▶ [Task objective]
Please print the entries exactly, omitting each image.
** Opening Entries supplied block **
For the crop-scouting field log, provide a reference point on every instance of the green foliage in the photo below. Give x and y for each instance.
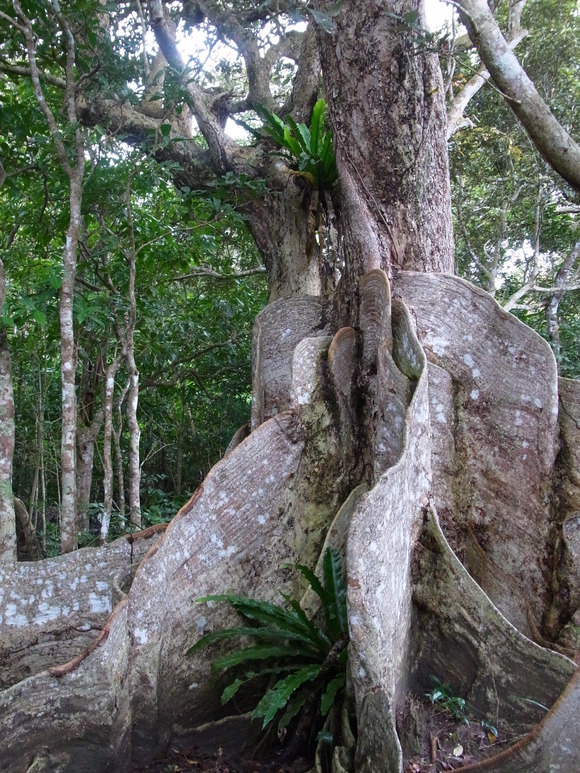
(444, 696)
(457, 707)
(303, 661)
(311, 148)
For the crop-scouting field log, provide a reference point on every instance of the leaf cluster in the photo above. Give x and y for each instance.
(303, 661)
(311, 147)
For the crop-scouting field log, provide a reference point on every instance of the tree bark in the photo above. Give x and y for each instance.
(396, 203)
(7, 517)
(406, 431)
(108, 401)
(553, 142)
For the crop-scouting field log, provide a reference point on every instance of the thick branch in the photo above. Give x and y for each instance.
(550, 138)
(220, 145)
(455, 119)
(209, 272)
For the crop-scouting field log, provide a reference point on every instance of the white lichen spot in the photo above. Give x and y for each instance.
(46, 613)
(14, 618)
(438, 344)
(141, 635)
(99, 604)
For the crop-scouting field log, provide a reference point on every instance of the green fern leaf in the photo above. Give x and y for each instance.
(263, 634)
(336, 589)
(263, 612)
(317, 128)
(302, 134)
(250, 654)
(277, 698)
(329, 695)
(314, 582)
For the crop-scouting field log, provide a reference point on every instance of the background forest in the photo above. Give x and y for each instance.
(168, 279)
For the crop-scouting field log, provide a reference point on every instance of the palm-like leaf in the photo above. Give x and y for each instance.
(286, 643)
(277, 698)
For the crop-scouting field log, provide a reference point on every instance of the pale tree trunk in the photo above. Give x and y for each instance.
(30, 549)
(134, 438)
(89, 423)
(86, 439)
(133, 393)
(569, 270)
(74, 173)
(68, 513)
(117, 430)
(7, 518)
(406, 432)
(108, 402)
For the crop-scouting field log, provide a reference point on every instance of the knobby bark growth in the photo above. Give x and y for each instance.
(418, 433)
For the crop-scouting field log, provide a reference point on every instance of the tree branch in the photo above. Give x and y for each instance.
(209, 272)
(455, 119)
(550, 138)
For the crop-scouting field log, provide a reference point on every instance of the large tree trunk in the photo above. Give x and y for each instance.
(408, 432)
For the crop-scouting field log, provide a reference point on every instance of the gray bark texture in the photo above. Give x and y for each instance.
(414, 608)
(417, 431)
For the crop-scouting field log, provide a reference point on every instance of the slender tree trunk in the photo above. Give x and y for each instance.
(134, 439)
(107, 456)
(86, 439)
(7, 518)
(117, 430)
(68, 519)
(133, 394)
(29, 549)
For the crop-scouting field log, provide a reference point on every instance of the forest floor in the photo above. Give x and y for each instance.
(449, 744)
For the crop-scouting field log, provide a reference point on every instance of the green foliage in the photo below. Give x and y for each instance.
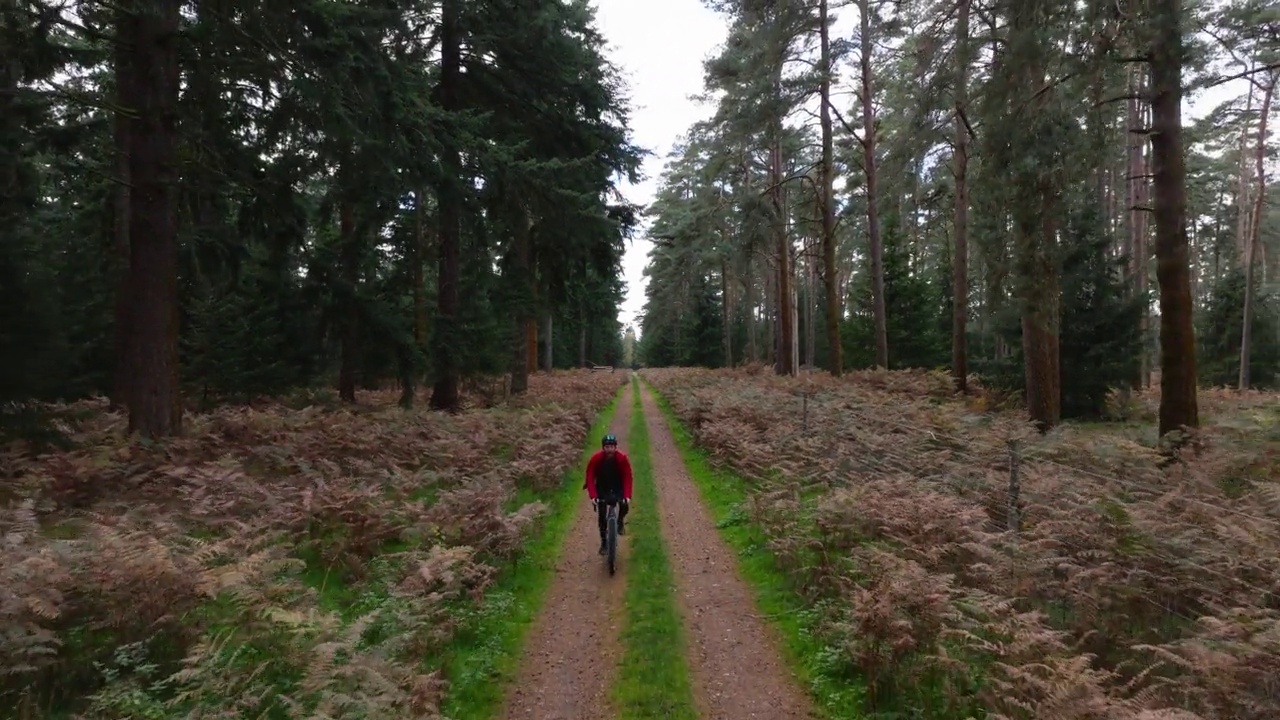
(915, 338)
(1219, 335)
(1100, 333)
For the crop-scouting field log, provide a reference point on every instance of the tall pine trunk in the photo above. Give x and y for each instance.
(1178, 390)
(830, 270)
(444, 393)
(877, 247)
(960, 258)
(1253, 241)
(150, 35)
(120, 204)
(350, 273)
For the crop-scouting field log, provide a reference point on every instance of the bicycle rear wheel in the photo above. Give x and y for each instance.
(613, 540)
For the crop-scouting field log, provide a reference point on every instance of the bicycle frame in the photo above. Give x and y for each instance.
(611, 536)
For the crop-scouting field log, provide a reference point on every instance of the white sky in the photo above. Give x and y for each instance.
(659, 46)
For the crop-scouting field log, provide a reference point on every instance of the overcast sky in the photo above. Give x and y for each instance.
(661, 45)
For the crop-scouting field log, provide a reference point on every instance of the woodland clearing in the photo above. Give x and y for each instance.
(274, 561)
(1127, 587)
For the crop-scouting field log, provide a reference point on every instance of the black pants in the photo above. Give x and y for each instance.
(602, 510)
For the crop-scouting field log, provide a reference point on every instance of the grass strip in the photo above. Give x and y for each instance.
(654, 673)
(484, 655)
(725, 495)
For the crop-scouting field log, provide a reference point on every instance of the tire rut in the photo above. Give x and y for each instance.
** Closing Entries supplied block **
▶ [Output of the exercise]
For the crop-scouting field log, provide a reference point on every instance of the green foliage in the photo below. Give x and y for each instance.
(444, 696)
(457, 707)
(303, 661)
(311, 148)
For the crop-scouting field log, provide a reference point on every instance of the leaf cluster in the photo above. Give x and y for each instance.
(303, 661)
(311, 147)
For the crop-scouting field log, provide a reference point on every instance of the tree bark in the photo above. Give x and y for each instance.
(396, 203)
(7, 517)
(406, 431)
(108, 401)
(553, 142)
For the crop-scouting field log, provide a reference point on every instance of the thick branch in the photo above. Give x and y for each instance.
(550, 138)
(220, 145)
(455, 119)
(209, 272)
For the crop-scouting field log, provide a reference point on every instance of the white lichen spot in the photo above. Give x and y for each instance.
(46, 613)
(14, 618)
(438, 344)
(141, 635)
(99, 604)
For the crop-scouting field log, provide a reference point on every instance of the green fern leaf in the photo above. Give x and y for each instance.
(263, 634)
(336, 589)
(263, 612)
(317, 128)
(302, 134)
(250, 654)
(277, 698)
(329, 695)
(314, 582)
For the crop-scouting field log, provide a reference point on every instance of the background forest in the photo above. Give x and y for each instance.
(168, 279)
For the crop-scouting field log, provide a reference point on every instance of the palm-like leaf in the photo above. Give x and y for each instance.
(286, 643)
(277, 698)
For the crop-scouting field log, provide a reference point on every instance of the pale tree trunk in the photo above. Give x and y for each instance.
(30, 549)
(134, 438)
(89, 423)
(86, 439)
(133, 393)
(569, 270)
(74, 173)
(68, 513)
(117, 430)
(7, 518)
(406, 432)
(108, 402)
For the crop-scouting field log, provide a reference point on every instance of the knobby bark growth in the photo above. Give x and y for each instance.
(418, 433)
For the crop-scouting field log, provide a reference point on every instance of the tree branch in the photo above. Give x and y for each instance.
(209, 272)
(455, 119)
(550, 138)
For the crop-scouting field log, provide a reference point on every instance of the large tree trunk in the photo above. Give x and y for each instance.
(408, 432)
For the crop-scouting field log, provide a reference point on every instance of the gray bark texture in the photo above. Give x and y for each instance.
(414, 608)
(417, 431)
For the crop-scouting field log, provide a reference point on every instance of the slender tree trunk in the photo above. Give x and y for each instance.
(134, 439)
(107, 456)
(86, 439)
(7, 518)
(117, 430)
(68, 519)
(133, 394)
(29, 549)
For the crop-scouting field log, provide a reference point on every instance of the forest floor in the photo above. Give x and y for each instance.
(449, 744)
For the crop-scouting field log, provide a reference point on every instance of the green foliage in the photo below. Give x and y for each instance.
(915, 338)
(1219, 335)
(1100, 333)
For the crop-scouting field log, provide a reference point on every instance of the tall pine trunk in the photo above. Give x and y for each instance.
(1178, 390)
(830, 270)
(444, 393)
(877, 247)
(960, 258)
(1253, 241)
(150, 35)
(120, 204)
(350, 273)
For the crop-scouting field log, provide a reference point on every instance of the bicycle rear wheel in the photo above. Give x and y for each instance.
(613, 540)
For the crop-scouting field log, provide a reference point on every instance of the bicycle frame in the photo above. Give x and y for each instance.
(611, 536)
For the crop-scouting field log, provide a reference point on every instance of the white sky in the photo above. Give x and y for each instance.
(659, 46)
For the crop-scouting field log, provide a reference point on every instance of the overcast sky in the photo above. Give x and y for each instance.
(661, 45)
For the crop-scouting field log, provide a reference point on every instance of the woodland clearing in the photo above. Give x and y for each instance.
(274, 561)
(1127, 587)
For the crop-scouting field log, provide a reference point on every instance of the black pants in the photo above. Give x and y for each instance.
(602, 510)
For the crop-scouting field log, provide a reference point on every instance of the grass strip in the photo above. Give x and y for each instance.
(654, 673)
(484, 655)
(725, 495)
For the crop-scouting field log, provide a reference point on every instance of the tire rut in the photo above. Give x and y for each instance.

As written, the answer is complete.